- [Task requirements] Rewrite the lines below as a numbered list, leaving out any blank lines.

* START *

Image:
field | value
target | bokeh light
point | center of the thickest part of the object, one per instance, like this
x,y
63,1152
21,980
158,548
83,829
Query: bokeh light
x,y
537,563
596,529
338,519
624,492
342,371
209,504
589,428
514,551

* END *

- [The output]
1. Image:
2. field | value
3. target | bokeh light
4. point | center of the thickest part of the object, one per instance, like this
5. x,y
6. 63,1152
7. 21,980
8. 158,548
9. 83,829
10. Query: bokeh light
11. x,y
12. 537,563
13. 596,529
14. 338,519
15. 624,492
16. 342,371
17. 209,504
18. 589,428
19. 514,551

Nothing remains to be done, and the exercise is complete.